▶ _Extract_:

»»

This homework script is written using a retroscripting technique, in which the homework outlines are generally and loosely drawn, and the individual students improvise to create the implementation that fits their refined objectives. In doing so, students are expected to stay within the basic requirements of the homework and they are free to experiments. Asking questions is important, so please ask away at piazza!
Once you installed and configured cloud2sim (and/or cloudsim), your job is to run examples supplied with the frameworks to perform two or more simulations where you will evaluate two or more datacenters with different characteristics (e.g., operating systems, costs, devices) and policies. Imagine that you are a cloud computing broker and you purchase computing time in bulk from different cloud providers and you sell this time to your customers, so that they can execute their jobs, i.e., cloudlets on the infrastructure of these cloud providers that have different policies and constraints. As a broker, your job is to buy the computing time cheaply and sell it at a good markup. One way to achieve it is to take cloudlets from your customers and estimate how long they will execute. Then you charge for executing cloudlets some fixed fee that represent your cost of resources summarily. Some cloudlets may execute longer than you expected, the other execute faster. If your revenue exceeds your expenses for buying the cloud computing time in bulk, you are in business, otherwise, you will go bankrupt!
There are different policies that datacenters can use for allocating virtual machines (vms) to hosts, scheduling them for executions on those hosts, determining how network bandwidth is provisioned, and for scheduling cloudlets to execute on different vms. Randomly assigning these cloudlets to different datacenters may result in situation where the executions of these cloudlets are inefficient and they takes a long time. As a result, you exhaust your supply of the purchased cloud time and you may have to refund the money to your customers, since you cannot fulfil the agreement, and you will go bankrupt. Modeling and simulating the executions of cloudlets in your clouds may help you chose a proper model for your business.

««

▶ _To do_:
**a)** Could you retype the records word for word, starting with the line that contains "Could you mark the region of every instance of the wooden" and going on through the line that contains "107), (164, 108)]"?
**b)** Can you extend the cloud broker homework text, picking up after its last sentence?

▶ _Exercise inputs_:
»»

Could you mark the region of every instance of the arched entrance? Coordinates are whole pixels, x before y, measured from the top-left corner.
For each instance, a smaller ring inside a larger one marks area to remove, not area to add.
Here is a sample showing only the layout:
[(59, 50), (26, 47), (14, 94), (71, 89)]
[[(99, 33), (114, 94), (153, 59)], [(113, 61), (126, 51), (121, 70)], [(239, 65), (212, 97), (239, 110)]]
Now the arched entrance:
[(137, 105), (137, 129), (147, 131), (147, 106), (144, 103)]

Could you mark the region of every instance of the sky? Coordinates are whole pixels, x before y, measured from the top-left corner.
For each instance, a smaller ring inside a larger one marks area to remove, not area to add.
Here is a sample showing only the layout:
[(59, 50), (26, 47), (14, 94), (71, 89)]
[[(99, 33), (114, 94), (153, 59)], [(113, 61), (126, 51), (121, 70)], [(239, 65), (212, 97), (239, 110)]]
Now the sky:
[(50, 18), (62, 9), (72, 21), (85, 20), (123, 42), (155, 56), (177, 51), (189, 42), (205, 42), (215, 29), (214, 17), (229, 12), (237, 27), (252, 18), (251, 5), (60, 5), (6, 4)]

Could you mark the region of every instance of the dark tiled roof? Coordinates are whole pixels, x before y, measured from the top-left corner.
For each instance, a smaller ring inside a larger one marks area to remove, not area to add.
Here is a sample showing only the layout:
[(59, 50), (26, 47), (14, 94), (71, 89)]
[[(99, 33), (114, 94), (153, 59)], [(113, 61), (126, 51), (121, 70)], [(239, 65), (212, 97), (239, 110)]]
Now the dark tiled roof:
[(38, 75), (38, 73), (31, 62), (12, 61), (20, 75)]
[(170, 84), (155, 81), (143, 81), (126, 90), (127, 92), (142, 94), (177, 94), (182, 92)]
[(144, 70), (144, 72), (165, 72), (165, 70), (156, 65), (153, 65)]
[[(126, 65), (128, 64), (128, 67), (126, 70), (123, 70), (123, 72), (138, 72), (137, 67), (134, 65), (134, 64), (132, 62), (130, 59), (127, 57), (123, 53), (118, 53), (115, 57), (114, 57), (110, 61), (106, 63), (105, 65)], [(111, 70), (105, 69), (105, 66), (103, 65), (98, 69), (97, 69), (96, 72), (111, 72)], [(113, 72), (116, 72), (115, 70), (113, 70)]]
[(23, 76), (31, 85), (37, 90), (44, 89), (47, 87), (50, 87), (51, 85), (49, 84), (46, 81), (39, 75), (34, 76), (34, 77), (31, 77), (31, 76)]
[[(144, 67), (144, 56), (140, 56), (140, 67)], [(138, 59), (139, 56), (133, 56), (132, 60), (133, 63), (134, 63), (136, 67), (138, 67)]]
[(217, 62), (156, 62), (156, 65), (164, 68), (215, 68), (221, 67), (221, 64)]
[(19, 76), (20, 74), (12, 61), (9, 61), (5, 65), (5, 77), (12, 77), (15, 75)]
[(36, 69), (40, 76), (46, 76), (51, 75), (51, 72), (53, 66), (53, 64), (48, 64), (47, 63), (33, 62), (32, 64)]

««
»»

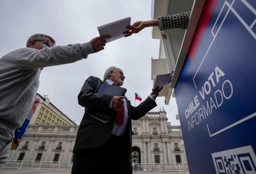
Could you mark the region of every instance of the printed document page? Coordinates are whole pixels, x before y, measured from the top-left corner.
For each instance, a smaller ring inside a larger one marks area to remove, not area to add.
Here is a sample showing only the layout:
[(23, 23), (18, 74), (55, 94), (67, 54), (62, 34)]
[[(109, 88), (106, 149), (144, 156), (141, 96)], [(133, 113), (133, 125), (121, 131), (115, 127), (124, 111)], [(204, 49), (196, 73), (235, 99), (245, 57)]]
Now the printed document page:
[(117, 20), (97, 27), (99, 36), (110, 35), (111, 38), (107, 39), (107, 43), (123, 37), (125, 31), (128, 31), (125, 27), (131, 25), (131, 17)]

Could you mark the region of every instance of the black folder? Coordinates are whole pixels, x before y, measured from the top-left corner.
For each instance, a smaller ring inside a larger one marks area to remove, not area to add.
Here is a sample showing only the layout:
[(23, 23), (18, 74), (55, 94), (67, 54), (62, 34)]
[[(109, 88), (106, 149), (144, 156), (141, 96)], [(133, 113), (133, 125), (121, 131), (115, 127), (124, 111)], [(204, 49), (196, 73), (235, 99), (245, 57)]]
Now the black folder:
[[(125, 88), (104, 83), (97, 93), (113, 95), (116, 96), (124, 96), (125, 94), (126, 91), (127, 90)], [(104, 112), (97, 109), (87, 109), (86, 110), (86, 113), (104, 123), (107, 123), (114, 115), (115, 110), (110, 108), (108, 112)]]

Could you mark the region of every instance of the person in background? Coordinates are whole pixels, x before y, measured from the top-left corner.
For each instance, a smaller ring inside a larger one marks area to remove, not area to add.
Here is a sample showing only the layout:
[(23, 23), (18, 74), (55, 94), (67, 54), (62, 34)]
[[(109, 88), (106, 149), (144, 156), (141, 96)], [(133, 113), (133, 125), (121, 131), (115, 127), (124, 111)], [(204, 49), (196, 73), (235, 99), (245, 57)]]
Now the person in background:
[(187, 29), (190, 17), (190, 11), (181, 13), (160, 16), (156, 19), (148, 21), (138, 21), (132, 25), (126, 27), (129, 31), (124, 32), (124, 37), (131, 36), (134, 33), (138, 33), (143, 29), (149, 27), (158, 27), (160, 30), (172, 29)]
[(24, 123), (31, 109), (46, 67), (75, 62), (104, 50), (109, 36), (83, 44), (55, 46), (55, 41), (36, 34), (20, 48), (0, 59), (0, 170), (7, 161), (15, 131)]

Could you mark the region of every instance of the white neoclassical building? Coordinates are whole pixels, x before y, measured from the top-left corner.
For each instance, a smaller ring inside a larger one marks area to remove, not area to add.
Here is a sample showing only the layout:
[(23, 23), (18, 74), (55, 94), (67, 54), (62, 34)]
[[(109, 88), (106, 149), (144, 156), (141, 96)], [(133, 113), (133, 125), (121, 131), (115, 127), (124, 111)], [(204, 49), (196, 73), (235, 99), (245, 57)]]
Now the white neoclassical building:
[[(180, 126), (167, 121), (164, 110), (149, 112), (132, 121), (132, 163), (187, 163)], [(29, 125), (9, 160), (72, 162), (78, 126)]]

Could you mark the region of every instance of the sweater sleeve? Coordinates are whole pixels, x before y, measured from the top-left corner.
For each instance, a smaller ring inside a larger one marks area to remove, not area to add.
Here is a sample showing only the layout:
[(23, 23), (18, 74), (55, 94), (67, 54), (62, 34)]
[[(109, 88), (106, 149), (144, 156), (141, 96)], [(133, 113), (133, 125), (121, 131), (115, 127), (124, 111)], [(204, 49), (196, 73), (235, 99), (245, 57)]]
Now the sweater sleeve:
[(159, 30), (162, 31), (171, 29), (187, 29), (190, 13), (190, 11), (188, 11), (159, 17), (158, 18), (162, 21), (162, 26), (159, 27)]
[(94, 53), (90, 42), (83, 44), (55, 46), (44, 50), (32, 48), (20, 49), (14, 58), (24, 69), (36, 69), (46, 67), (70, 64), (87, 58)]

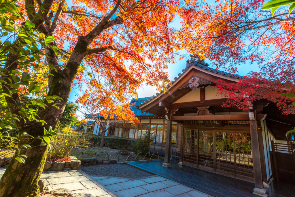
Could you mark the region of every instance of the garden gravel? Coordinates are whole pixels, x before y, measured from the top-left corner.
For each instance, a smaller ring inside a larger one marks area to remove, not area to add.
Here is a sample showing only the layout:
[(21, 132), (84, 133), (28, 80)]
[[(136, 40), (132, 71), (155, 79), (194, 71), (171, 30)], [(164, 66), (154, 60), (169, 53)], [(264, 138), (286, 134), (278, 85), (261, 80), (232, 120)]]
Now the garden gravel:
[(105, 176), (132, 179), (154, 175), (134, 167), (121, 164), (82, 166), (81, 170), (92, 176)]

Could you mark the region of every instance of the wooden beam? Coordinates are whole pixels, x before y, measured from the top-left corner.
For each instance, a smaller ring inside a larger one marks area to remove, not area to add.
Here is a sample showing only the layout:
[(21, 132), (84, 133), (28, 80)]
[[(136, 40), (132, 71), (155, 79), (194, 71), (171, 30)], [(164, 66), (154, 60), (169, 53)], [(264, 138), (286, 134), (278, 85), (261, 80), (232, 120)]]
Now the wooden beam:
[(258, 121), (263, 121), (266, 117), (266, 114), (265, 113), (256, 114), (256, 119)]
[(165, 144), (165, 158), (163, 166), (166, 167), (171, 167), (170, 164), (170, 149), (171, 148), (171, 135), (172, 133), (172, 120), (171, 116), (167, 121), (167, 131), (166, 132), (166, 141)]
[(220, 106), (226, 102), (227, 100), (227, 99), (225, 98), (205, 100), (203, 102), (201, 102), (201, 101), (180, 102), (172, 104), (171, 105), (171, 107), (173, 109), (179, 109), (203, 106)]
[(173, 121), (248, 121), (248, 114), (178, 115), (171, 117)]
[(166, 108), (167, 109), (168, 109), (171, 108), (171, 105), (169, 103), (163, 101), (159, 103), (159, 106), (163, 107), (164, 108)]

««

▶ _Task-by-task answers_:
**a)**
Could you mark the region of every instance of the wooden beam? Coordinates are whole pixels, x before y, measured from the top-left corner.
For each instance, a smaller ring inside a larger one marks area to remove, not area to add.
Here is a sample showing only the layout:
[(21, 132), (84, 133), (28, 80)]
[[(136, 40), (132, 71), (155, 79), (194, 71), (171, 30)], [(164, 66), (154, 60), (169, 53)], [(264, 138), (286, 134), (278, 85), (261, 80), (232, 120)]]
Now the wooden beam:
[(258, 121), (263, 121), (266, 117), (266, 114), (265, 113), (256, 114), (256, 119)]
[(165, 144), (165, 158), (163, 166), (166, 167), (171, 167), (170, 164), (170, 149), (171, 148), (171, 135), (172, 133), (172, 120), (171, 116), (167, 121), (167, 131), (166, 132), (166, 141)]
[(220, 106), (226, 102), (227, 100), (227, 99), (225, 98), (205, 100), (203, 102), (201, 102), (201, 101), (180, 102), (172, 104), (171, 105), (171, 107), (173, 109), (179, 109), (203, 106)]
[(173, 121), (248, 121), (248, 114), (178, 115), (171, 117)]
[(166, 108), (167, 109), (168, 109), (171, 108), (171, 105), (169, 103), (163, 101), (159, 103), (159, 106), (163, 107), (164, 108)]

**b)**
Once you installed and configured cloud2sim and ran its examples, your next job will be to create simulations where you will evaluate a large cloud provider with many datacenters with different characteristics (e.g., operating systems, costs, devices) and policies. You will form a stream of jobs, dynamically, and feed them into your simulation. You will design your own datacenter with your own network switches and network links. You can organize cloudlets into tasks to accomplish the same job (e.g., a map reduce job where some cloudlets represent mappers and the other cloudlets represent reducers). There are different policies that datacenters can use for allocating virtual machines (vms) to hosts, scheduling them for executions on those hosts, determining how network bandwidth is provisioned, and for scheduling cloudlets to execute on different vms. Randomly assigning these cloudlets to different datacenters may result in situation where the execution is inefficient and takes a long time. Using a cleverer algorithm like assigning tasks to specific clusters where the data is located may lead to more efficient cloud provider services.
Consider a snippet of the code below from one of the examples of using cloud2sim. In it, a network cloud datacenter is created with network hardware that is used to organize hosts in a connected network. Vms can exchange packets/messages using a chosen network topology. Depending on your simulation construct, you may view different levels of performances.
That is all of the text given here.